**Problem details:**
In the comment on project names below, what responsibility does the writer say you take on when you take a name?

**Text to read:**
There are too many abandoned projects that took the easy to remember / cool names. At a smaller scale and as an exemple, nowadays if you want to implement a protocol and publish it on NPM there is 99% chances the name is taken and the implementation is poor. Too many people thrown away quick hacks only to leave them die. People willing to work and invest time in proper implementations may end up discouraged and give up trying to publish or even coding them.

Names are the scarcest resource of all. My point of view is that when you take a name you take with it the responsibility of not wasting the cognitive paths associated with it. This is not a small responsibility at all, in my humble opinion.

It probably doesn't apply to the example you gave. Just took the opportunity to voice my concern.



With golang that problem goes away :) but if you're stuck on Node, there's always several different implementations to linking libraries (although, a pain in the ass, but this isn't the fault of the open source author -- complain to Isaac for making an incredibly useless packaging system [nicest to play with though hence the popularity]).

(Dataset excerpt)
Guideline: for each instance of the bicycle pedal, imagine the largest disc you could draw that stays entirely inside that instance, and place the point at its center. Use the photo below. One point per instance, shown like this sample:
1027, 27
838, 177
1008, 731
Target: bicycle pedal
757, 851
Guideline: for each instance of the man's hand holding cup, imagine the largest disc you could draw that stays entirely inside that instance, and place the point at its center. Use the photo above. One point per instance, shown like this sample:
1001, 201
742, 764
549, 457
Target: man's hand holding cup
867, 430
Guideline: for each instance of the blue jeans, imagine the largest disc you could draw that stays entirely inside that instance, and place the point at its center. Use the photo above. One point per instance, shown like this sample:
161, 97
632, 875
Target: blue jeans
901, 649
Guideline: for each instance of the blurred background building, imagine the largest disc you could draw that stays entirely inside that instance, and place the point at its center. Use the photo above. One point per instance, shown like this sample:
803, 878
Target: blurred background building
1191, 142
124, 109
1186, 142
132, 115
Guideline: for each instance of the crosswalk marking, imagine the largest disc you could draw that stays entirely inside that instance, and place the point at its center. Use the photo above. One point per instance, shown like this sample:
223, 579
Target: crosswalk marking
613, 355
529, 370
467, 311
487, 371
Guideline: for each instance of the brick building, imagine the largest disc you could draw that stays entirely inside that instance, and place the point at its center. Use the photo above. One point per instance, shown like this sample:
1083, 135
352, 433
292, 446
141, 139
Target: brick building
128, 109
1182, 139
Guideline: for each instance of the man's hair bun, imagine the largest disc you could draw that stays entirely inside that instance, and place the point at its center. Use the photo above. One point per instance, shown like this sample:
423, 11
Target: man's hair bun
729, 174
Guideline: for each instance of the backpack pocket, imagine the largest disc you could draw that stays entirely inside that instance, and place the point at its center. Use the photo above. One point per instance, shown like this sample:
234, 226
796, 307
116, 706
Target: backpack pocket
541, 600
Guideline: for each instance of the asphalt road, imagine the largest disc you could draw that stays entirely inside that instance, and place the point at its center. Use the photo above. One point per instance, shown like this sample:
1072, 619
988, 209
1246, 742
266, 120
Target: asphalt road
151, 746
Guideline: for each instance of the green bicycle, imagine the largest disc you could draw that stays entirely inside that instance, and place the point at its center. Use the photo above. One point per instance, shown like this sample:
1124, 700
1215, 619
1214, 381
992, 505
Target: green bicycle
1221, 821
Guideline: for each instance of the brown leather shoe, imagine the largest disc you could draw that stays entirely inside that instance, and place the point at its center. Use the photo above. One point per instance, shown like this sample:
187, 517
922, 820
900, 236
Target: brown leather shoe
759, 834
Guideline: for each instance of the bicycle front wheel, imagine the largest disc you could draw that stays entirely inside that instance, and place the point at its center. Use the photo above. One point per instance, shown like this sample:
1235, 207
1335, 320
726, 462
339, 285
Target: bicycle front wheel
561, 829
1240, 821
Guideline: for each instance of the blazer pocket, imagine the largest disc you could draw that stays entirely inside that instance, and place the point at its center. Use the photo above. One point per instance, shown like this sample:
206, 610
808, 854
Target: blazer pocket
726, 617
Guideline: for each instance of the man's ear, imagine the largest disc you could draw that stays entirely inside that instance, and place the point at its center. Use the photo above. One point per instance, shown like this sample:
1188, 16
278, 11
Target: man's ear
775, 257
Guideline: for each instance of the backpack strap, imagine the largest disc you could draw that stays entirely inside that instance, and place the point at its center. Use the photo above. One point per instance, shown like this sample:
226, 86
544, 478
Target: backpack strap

**Correct result:**
You take on the responsibility of not wasting the cognitive paths associated with the name.